--- Provided passage ---
-.-.-

8. Referring to section 80 G (2) (iiihk) and (iiihl), Ld.AR submitted that, these are specific exclusion of certain payments which are catogarised by legislature as part of CSR responsibility, not eligible for exemption u/s 80G of the Act. He submitted that except for contribution under section 80 G towards such Bharat Kosh and clean Ganga fund (being 80G(2)(iiihk) & (iiihl), all other payments are eligible for 80 G deductions.
9. On the contrary, Ld.Sr.DR submitted that Finance Bill, 2014 inserted Explanation 2 in Section 37(1) to clarify that, any expenditure incurred by an assessee on the activities relating to CSR referred to in section 135 of the Companies Act, 2013 shall not be deemed to be an expenditure incurred by assessee the purpose of business or profession and, therefore, no deduction would be allowed for such expenditure. He submitted that, expenditure incurred by assessee towards fulfilment of CSR responsibility and therefore has been rightly denied by authorities below. We have perused submissions advanced by both sides in light of records placed before us.
10. Section 135 of Companies Act, 2013 requires companies with CSR obligations, with effect from 01/04/2014.

-.-.-

--- Excerpted records ---
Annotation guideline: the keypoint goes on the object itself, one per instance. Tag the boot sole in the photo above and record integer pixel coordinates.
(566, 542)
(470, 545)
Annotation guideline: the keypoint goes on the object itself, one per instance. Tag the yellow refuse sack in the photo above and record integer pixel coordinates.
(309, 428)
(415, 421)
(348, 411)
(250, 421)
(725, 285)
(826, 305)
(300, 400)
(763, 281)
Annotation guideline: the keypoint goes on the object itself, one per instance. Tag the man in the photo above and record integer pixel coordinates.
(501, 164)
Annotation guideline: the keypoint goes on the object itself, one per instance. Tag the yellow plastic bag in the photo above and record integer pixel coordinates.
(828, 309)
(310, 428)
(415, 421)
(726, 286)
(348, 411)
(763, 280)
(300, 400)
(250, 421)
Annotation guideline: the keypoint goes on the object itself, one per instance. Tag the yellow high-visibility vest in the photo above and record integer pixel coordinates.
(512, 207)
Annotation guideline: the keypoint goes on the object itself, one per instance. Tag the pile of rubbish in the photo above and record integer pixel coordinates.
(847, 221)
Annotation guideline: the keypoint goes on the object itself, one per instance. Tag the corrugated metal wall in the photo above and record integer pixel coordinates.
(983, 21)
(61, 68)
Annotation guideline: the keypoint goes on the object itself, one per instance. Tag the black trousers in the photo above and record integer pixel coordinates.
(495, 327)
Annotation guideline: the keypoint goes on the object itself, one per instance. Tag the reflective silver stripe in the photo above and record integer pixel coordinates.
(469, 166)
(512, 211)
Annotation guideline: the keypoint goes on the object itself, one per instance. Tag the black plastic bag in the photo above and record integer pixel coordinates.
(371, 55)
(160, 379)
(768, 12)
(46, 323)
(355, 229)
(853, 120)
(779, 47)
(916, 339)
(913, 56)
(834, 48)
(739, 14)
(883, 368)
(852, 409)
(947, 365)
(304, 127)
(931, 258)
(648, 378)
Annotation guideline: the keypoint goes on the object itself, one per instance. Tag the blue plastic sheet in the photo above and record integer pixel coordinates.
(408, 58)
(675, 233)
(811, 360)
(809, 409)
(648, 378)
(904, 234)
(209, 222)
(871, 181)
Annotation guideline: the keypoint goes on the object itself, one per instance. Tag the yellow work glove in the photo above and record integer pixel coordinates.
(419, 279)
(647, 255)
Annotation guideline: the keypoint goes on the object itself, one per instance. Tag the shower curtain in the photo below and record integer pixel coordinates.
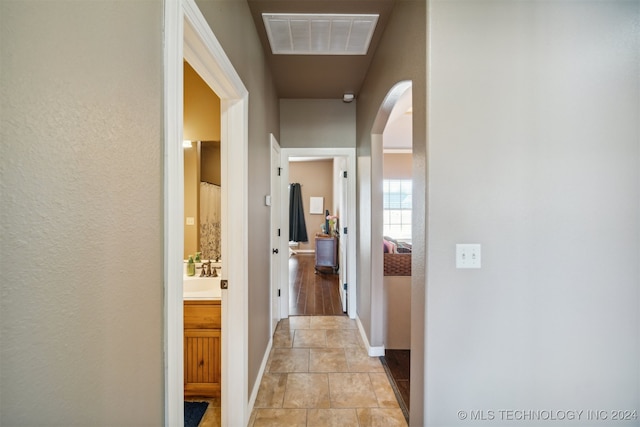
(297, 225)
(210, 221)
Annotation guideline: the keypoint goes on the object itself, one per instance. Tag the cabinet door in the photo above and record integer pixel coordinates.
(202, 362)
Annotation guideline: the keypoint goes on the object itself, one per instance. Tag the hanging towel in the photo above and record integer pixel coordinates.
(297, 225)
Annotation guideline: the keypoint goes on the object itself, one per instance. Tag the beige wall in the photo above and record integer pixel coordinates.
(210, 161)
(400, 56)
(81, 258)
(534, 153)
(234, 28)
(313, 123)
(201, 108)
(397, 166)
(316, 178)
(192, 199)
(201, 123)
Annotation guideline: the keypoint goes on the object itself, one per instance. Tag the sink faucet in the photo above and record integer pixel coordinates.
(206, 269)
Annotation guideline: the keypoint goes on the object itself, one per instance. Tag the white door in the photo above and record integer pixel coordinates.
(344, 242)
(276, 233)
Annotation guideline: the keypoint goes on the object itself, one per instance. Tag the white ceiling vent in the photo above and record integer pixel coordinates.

-.-.-

--- What to work on ---
1. From the passage on CSR expenditure and deductions, set down verbatim the portion that begins with the words containing "9. On the contrary, Ld.Sr.DR" and ends with "placed before us.".
2. Output as a numbered list the lines of the records from the line containing "the yellow work" through the end of the records, both ends included, leaving out blank lines and any pictures.

--- List of solutions ---
1.
9. On the contrary, Ld.Sr.DR submitted that Finance Bill, 2014 inserted Explanation 2 in Section 37(1) to clarify that, any expenditure incurred by an assessee on the activities relating to CSR referred to in section 135 of the Companies Act, 2013 shall not be deemed to be an expenditure incurred by assessee the purpose of business or profession and, therefore, no deduction would be allowed for such expenditure. He submitted that, expenditure incurred by assessee towards fulfilment of CSR responsibility and therefore has been rightly denied by authorities below. We have perused submissions advanced by both sides in light of records placed before us.

2.
1. Annotation guideline: the keypoint goes on the object itself, one per instance. Tag the yellow work glove in the photo above and record integer pixel coordinates.
2. (419, 279)
3. (647, 255)
4. Annotation guideline: the keypoint goes on the object itself, one per instance. Tag the shower curtain in the photo below and record integer pixel coordinates.
5. (297, 225)
6. (210, 221)
7. Annotation guideline: the keypoint goes on the object itself, one per instance. Tag the cabinet door in the photo above and record integer pixel coordinates.
8. (202, 362)
9. Annotation guideline: the keypoint goes on the object itself, one per instance. Tag the hanging towel in the photo above and record integer pixel coordinates.
10. (297, 225)
11. Annotation guideline: the keypoint goes on the object itself, one per instance. Tag the beige wall in the photo above and record integer pixel coordinates.
12. (210, 161)
13. (400, 56)
14. (81, 258)
15. (534, 153)
16. (234, 28)
17. (313, 123)
18. (201, 108)
19. (397, 166)
20. (316, 178)
21. (192, 199)
22. (201, 123)
23. Annotation guideline: the keypoint goes on the object itself, one per instance. Tag the sink faucet in the photo above and record integer pixel coordinates.
24. (206, 269)
25. Annotation guideline: the keypoint goes on the object itself, one per instance. Tag the white door in the photo above and record integer pixel coordinates.
26. (344, 242)
27. (276, 233)
28. Annotation guideline: the keypoint goes on the object itself, one per instance. Tag the white ceiling vent in the photo above and record integer pixel coordinates.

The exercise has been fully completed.